PROBLEM DETAILS: From the first line of the data below, copy each line up to the one containing "Target: large window", and include that line too.

DATA SHOWN:
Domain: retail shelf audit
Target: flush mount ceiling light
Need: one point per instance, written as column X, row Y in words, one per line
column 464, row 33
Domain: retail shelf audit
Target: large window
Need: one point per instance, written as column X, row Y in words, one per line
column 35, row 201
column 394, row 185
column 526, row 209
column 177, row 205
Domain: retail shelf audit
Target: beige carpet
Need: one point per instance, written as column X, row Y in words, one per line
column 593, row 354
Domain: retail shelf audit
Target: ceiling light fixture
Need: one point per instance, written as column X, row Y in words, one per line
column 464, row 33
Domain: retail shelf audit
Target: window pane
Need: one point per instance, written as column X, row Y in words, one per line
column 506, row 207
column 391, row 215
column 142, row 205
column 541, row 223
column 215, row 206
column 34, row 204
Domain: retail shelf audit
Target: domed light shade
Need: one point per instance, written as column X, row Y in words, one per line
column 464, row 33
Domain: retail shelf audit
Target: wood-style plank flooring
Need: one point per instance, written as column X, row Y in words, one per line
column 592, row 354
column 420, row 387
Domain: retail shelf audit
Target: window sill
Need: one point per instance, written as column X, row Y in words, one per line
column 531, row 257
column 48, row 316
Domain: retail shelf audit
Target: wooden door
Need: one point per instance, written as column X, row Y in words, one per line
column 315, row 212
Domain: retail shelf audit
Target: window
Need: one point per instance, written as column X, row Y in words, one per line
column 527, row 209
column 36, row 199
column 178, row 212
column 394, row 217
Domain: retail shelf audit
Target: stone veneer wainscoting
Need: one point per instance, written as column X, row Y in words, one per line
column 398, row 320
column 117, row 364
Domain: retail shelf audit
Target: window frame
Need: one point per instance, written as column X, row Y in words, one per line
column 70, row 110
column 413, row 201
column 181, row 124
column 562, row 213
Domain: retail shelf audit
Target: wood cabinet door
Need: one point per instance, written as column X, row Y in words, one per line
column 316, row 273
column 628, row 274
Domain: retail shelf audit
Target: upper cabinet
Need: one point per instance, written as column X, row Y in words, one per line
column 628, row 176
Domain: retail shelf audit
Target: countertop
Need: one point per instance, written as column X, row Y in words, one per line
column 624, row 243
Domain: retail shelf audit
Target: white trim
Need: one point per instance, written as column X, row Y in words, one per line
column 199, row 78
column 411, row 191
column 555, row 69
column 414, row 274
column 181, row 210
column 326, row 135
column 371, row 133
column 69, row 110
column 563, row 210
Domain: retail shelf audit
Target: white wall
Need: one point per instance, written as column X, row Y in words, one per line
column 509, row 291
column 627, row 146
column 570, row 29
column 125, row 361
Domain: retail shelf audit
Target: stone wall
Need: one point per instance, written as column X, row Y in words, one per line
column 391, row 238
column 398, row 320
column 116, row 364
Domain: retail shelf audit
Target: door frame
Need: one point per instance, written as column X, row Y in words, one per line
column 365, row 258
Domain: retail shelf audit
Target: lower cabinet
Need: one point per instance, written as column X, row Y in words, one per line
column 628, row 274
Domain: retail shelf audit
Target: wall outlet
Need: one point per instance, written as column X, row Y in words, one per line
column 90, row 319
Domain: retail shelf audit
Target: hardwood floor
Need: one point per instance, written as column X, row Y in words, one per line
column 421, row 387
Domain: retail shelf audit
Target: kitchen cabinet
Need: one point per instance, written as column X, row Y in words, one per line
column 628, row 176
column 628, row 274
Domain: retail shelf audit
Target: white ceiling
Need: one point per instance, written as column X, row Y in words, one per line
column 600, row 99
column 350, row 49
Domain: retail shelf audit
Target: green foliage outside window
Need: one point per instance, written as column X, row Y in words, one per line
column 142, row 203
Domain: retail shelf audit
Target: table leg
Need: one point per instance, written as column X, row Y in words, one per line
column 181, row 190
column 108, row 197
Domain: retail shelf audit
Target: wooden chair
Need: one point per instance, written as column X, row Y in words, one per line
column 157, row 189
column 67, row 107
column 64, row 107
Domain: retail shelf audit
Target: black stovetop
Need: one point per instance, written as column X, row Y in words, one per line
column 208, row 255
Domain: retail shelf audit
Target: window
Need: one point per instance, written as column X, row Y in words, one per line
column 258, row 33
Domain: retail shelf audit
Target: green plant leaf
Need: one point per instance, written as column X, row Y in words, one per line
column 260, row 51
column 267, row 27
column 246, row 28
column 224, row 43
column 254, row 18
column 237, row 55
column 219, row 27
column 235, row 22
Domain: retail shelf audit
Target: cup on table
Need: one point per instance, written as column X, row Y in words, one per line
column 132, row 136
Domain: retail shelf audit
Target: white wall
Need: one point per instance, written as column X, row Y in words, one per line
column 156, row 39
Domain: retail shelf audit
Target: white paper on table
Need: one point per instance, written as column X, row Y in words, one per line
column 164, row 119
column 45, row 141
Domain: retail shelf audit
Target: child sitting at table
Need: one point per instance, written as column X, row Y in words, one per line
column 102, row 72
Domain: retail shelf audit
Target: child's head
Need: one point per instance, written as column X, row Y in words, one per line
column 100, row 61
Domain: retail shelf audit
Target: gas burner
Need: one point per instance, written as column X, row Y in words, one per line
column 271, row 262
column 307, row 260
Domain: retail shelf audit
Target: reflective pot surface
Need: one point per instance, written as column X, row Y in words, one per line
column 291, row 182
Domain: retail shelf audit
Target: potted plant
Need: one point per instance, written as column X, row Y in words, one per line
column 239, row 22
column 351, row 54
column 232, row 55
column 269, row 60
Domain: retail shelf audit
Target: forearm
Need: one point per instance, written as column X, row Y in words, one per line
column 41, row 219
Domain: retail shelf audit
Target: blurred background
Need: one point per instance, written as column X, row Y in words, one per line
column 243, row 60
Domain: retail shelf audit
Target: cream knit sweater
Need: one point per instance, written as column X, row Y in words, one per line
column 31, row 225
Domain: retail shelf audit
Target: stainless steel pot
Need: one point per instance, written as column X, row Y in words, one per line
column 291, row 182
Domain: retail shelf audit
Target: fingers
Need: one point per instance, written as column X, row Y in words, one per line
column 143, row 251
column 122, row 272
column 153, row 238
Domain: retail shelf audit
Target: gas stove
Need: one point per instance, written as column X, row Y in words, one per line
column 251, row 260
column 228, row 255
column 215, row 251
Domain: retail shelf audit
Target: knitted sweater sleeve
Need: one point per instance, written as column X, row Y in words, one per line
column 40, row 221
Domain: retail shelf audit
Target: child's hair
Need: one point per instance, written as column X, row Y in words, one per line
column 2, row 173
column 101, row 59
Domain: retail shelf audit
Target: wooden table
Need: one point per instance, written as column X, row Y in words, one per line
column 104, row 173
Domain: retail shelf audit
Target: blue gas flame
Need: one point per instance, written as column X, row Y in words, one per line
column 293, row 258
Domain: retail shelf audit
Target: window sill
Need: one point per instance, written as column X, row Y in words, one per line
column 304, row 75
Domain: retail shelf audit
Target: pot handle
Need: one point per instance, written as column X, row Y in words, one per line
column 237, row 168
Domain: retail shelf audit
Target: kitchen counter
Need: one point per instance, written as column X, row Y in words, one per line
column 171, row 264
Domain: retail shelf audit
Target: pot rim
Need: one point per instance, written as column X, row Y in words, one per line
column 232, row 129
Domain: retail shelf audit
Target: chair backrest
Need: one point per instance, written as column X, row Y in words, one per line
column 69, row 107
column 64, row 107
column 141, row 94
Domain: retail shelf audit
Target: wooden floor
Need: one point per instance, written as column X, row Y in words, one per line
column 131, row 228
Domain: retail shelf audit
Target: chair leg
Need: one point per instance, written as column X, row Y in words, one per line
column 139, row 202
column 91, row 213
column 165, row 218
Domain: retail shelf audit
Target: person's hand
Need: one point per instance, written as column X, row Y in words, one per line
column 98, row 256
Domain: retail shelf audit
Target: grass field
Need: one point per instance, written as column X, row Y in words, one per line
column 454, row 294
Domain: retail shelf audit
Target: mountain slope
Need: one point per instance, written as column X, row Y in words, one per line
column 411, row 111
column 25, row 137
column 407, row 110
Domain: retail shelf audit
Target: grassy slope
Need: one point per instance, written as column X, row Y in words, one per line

TASK SOLUTION:
Domain: retail shelf audit
Target: flush mount ceiling light
Need: one point per instance, written as column X, row Y in words, one per line
column 464, row 33
Domain: retail shelf audit
Target: large window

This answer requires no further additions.